**Geselecteerd fragment:**
56
NEDERLANDS
Veiligheidsinstructies
Neem bij het gebruik van elektrische machines altijd de plaatselijk
geldende veiligheidsvoorschriften in acht in verband met
brandgevaar, gevaar voor elektrische schokken en lichamelijk letsel.
Lees ook onderstaande instructies aandachtig door voordat u met de
machine gaat werken. Bewaar deze instructies zorgvuldig!
Algemeen
1 Zorg voor een opgeruimde werkomgeving
Een rommelige werkomgeving leidt tot ongelukken.
2 Houd rekening met omgevingsinvloeden
Stel elektrische machines niet bloot aan vocht. Zorg dat de
werkomgeving goed is verlicht. Gebruik elektrische machines niet in de
buurt van brandbare vloeistoffen of gassen.

**Opdracht 1:**
Beantwoord de volgende vragen op basis van de veiligheidsinstructies.
(a) Welke drie gevaren worden genoemd als reden om de plaatselijk geldende veiligheidsvoorschriften in acht te nemen?
(b) Waartoe leidt een rommelige werkomgeving?
(c) In de buurt waarvan mogen elektrische machines niet worden gebruikt?
**Opdracht 2:** Zet de veiligheidsinstructies voort na de laatste zin van de tekst.

Opgeslagen gegevens
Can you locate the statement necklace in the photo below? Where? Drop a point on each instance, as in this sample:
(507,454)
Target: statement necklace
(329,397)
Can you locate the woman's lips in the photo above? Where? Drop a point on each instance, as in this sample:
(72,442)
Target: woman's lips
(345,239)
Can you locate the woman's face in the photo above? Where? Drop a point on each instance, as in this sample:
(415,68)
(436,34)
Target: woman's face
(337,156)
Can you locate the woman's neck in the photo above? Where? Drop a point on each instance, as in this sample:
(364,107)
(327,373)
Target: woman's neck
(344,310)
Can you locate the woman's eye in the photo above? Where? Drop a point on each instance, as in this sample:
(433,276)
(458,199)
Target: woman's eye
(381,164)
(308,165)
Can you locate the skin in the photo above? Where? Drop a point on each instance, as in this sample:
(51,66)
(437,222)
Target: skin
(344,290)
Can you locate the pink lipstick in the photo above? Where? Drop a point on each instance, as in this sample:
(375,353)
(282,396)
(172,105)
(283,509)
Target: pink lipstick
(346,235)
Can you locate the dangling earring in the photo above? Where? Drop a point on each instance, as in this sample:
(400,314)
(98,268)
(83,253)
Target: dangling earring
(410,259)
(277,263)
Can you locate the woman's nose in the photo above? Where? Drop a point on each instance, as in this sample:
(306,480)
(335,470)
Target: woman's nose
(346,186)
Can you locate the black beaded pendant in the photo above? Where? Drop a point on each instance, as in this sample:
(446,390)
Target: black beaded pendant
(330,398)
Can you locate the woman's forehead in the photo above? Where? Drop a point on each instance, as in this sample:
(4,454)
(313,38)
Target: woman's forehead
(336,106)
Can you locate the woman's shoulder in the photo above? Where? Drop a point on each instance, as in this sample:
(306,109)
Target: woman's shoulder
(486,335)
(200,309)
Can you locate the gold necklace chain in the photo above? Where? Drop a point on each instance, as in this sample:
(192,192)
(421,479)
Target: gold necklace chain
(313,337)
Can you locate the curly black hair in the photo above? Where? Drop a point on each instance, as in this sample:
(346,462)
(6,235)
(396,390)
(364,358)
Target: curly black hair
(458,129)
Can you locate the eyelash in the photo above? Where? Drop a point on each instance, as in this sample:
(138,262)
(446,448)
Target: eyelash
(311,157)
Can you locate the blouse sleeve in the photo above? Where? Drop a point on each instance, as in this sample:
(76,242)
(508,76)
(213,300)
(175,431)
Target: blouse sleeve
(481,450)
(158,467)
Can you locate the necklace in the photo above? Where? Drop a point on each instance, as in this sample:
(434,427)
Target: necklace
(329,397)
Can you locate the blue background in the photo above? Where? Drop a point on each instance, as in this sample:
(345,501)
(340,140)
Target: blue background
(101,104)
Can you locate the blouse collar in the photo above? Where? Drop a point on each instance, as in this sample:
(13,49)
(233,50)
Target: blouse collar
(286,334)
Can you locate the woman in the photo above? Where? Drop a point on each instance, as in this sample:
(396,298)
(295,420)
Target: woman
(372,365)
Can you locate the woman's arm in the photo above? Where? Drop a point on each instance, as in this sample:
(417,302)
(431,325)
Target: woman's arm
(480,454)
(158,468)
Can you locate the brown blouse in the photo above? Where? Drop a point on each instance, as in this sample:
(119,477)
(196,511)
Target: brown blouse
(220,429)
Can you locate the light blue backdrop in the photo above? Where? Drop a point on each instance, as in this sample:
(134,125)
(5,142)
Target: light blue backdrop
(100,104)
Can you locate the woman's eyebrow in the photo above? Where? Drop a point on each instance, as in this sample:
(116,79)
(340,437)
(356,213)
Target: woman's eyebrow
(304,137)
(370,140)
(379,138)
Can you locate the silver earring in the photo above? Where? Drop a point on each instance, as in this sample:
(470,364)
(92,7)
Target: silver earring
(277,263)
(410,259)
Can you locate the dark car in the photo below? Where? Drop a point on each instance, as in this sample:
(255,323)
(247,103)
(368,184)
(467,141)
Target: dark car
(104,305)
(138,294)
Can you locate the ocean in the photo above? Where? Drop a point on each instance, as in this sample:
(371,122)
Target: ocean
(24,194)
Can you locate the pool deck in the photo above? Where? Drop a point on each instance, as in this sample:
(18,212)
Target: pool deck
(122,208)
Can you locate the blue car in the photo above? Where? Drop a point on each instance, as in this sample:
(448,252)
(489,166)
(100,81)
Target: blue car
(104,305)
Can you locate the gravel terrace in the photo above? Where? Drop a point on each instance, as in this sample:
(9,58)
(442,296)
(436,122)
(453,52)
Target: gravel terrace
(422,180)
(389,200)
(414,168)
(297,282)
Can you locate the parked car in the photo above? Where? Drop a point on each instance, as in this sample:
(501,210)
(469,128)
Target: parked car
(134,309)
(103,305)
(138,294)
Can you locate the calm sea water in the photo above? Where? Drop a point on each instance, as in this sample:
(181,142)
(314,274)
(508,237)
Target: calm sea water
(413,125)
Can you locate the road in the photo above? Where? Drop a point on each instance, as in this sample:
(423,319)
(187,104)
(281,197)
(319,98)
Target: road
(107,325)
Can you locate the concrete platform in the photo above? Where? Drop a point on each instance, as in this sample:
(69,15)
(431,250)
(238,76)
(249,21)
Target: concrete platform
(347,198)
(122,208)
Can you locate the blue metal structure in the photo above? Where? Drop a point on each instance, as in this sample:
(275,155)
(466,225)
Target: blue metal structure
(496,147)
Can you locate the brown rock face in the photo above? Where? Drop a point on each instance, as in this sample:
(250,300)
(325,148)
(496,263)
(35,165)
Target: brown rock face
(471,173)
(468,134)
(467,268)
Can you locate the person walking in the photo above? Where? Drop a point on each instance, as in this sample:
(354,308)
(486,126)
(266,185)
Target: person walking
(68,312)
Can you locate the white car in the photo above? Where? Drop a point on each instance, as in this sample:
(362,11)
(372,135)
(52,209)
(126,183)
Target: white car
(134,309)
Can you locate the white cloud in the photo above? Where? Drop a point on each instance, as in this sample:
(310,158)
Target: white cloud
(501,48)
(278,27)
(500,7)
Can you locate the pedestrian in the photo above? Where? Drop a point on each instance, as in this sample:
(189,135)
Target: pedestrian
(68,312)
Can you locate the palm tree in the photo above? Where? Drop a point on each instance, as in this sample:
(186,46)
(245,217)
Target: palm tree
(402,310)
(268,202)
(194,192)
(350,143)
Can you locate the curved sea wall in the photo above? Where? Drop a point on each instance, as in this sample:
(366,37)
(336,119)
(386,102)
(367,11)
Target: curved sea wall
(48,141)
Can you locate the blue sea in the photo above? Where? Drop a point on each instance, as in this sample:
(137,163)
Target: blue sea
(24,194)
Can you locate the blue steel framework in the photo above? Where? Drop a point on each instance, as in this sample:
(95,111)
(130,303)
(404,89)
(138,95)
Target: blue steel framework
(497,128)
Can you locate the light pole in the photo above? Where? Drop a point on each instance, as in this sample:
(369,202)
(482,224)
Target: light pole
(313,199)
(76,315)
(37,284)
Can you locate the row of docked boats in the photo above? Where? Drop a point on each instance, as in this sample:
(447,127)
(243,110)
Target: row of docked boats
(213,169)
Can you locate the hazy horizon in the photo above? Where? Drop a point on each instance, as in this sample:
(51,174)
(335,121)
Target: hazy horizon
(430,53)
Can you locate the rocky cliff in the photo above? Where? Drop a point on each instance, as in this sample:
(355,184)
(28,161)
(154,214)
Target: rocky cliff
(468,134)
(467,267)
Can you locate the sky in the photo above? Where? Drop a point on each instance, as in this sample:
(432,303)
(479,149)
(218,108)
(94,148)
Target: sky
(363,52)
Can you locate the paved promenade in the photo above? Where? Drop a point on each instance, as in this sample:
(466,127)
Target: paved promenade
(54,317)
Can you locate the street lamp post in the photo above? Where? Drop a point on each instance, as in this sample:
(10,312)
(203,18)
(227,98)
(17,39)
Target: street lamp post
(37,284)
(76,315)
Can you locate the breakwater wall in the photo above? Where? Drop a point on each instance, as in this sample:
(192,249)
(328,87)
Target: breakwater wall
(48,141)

**Antwoord 1:**
(a) Brandgevaar, gevaar voor elektrische schokken en lichamelijk letsel.
(b) Tot ongelukken.
(c) In de buurt van brandbare vloeistoffen of gassen.

**Antwoord 2:**
3 Voorkom een elektrisch schok
Vermijd lichamelijk contact met geaarde voorwerpen (bijv. buizen,
radiatoren, fornuizen en koelkasten). Onder extreme werkomstandigheden
(bijv. hoge vochtigheid, ontwikkeling van metaalstof, enz.) kan de
elektrische veiligheid door een scheidingstransformator of een aardlek-(FI)-
schakelaar voor te schakelen, verhoogd worden.
4 Houd kinderen uit de buurt
Laat andere personen niet aan de machine of het verlengsnoer komen.
Onder 16 jaar is supervisie verplicht.
5 Verlengsnoeren voor gebruik buitenshuis
Gebruik buitenshuis uitsluitend voor dit doel goedgekeurde en als
zodanig gemerkte verlengsnoeren.
6 Berg de machine veilig op
Berg niet in gebruik zijnde elektrische machines op in een droge,
afgesloten ruimte, buiten het bereik van kinderen.
7 Draag geschikte werkkleding
Draag geen wijde kleding of loshangende sieraden. Deze kunnen door
de bewegende delen worden gegrepen. Draag bij het werken
buitenshuis bij voorkeur rubber werkhandschoenen en schoenen met
profielzolen. Houd lang haar bijeen.
8 Draag een veiligheidsbril
Gebruik ook een gezichts- of stofmasker bij werkzaamheden waarbij
stofdeeltjes of spanen vrijkomen.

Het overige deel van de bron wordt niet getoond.